GOAL:
Tally the lines in the entries below that contain the string "boot", treating case as significant. Return only the count.

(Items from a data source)
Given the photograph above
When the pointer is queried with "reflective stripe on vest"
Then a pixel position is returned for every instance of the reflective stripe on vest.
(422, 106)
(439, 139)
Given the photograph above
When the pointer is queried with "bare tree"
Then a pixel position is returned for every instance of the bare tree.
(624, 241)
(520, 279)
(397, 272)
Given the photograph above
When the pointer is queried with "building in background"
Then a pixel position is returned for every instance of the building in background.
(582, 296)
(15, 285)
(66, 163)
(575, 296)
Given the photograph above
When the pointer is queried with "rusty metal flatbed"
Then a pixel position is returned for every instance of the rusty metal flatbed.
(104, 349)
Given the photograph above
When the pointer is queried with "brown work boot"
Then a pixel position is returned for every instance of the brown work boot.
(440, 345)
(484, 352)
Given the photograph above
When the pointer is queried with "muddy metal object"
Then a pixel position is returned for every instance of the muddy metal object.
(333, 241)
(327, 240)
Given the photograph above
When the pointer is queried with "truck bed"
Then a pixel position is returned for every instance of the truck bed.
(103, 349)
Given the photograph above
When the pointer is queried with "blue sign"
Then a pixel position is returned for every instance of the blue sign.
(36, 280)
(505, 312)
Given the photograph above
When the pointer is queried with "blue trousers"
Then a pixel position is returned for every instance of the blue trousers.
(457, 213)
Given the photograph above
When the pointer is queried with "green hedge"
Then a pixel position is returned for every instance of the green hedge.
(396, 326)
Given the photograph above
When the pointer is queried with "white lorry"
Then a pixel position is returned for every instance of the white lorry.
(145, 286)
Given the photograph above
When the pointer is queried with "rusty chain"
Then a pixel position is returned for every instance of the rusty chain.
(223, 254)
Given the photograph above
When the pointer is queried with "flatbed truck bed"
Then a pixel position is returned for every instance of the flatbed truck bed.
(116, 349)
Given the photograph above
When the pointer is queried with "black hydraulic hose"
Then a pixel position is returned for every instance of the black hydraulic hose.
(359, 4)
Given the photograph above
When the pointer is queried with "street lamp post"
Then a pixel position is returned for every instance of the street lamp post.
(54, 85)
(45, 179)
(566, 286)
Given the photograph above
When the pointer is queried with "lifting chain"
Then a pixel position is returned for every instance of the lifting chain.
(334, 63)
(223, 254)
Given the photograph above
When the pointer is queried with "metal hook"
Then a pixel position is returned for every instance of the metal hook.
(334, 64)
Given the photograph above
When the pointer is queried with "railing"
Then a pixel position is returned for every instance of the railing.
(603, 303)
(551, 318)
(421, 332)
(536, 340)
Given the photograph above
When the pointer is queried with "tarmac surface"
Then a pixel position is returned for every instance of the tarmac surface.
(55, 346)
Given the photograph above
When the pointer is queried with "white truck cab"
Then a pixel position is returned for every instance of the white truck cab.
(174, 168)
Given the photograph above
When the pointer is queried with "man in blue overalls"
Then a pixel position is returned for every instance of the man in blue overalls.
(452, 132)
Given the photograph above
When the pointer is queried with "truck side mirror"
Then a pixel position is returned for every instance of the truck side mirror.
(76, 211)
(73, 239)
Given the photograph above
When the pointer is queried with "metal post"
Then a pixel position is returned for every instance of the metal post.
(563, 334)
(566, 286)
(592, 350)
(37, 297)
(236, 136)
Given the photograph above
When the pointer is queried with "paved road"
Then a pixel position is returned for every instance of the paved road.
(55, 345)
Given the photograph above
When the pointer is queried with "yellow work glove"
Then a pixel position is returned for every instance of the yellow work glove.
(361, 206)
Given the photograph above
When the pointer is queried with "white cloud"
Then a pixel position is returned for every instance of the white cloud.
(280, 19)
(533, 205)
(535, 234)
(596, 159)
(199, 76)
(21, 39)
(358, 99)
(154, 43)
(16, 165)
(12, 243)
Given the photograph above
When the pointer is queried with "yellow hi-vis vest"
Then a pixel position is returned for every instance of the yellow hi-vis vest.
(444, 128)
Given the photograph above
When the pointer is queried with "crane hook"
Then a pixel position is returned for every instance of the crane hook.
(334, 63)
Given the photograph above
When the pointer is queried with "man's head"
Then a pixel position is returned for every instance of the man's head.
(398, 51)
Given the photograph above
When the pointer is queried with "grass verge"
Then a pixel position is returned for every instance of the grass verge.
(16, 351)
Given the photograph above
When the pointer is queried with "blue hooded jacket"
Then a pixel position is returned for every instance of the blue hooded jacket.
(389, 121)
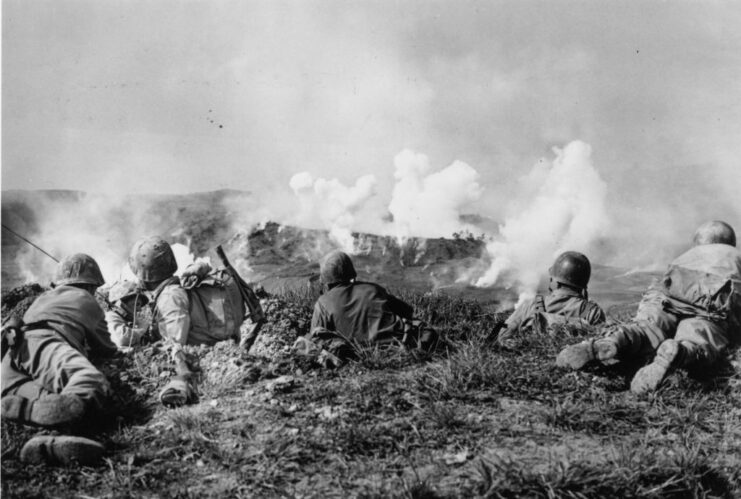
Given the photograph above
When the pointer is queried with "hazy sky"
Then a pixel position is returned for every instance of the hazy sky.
(180, 96)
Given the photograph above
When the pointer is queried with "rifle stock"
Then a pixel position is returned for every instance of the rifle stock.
(257, 315)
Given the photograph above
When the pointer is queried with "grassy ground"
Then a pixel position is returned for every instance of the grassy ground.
(473, 421)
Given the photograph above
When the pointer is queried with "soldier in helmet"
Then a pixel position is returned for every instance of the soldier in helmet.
(687, 320)
(352, 313)
(47, 377)
(178, 319)
(567, 300)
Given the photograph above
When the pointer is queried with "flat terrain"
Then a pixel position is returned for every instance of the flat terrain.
(472, 421)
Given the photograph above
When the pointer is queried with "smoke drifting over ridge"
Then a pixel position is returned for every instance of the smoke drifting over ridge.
(423, 202)
(562, 208)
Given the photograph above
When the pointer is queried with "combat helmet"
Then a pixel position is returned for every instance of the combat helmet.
(152, 260)
(336, 267)
(78, 269)
(571, 268)
(714, 232)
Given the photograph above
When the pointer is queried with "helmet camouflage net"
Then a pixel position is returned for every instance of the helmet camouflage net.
(152, 260)
(78, 269)
(714, 232)
(571, 268)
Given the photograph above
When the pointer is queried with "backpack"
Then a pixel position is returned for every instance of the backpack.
(216, 308)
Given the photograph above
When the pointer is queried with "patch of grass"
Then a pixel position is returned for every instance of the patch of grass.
(641, 473)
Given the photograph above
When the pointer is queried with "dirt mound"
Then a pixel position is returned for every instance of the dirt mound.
(16, 301)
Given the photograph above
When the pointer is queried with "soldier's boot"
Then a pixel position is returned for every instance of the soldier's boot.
(62, 450)
(577, 356)
(49, 411)
(649, 377)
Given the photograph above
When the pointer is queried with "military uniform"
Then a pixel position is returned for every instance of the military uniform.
(698, 303)
(362, 312)
(687, 320)
(64, 327)
(352, 314)
(562, 302)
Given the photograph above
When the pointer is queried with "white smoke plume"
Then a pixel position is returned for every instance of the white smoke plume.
(332, 203)
(562, 208)
(428, 204)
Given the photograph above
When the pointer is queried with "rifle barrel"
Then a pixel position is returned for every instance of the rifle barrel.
(29, 242)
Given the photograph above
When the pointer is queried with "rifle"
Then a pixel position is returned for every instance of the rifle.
(248, 295)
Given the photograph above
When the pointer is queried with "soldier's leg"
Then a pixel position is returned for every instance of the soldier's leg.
(18, 383)
(627, 341)
(698, 344)
(69, 383)
(59, 368)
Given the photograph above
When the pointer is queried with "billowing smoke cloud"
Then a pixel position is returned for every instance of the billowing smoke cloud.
(428, 204)
(333, 204)
(562, 207)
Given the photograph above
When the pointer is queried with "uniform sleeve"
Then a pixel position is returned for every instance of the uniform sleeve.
(100, 341)
(173, 315)
(400, 307)
(122, 335)
(320, 318)
(596, 315)
(518, 317)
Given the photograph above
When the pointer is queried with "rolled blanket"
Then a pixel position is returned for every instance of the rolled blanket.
(178, 392)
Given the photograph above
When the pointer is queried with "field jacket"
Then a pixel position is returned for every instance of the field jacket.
(362, 312)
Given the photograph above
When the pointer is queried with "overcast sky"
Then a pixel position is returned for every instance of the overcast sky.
(181, 96)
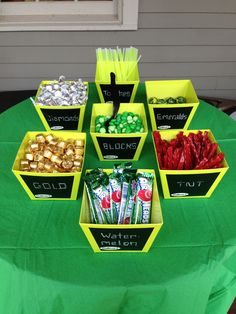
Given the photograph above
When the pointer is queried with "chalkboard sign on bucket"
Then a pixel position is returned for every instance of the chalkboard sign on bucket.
(63, 117)
(194, 183)
(172, 103)
(51, 185)
(118, 146)
(122, 237)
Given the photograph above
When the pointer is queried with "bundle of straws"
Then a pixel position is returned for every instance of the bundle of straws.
(122, 62)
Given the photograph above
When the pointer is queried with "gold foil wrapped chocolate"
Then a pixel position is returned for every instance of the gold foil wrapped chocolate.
(50, 154)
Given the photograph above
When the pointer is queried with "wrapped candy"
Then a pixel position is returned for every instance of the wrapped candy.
(50, 154)
(63, 93)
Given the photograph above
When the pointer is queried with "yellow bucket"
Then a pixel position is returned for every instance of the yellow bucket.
(122, 238)
(126, 88)
(58, 118)
(118, 146)
(48, 186)
(189, 183)
(171, 116)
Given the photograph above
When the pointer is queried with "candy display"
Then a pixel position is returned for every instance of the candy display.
(169, 100)
(50, 154)
(62, 93)
(122, 62)
(186, 152)
(126, 122)
(120, 197)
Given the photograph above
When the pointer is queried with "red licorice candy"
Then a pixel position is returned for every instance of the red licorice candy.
(187, 152)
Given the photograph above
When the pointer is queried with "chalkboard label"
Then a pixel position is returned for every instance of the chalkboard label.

TASK RESPONSE:
4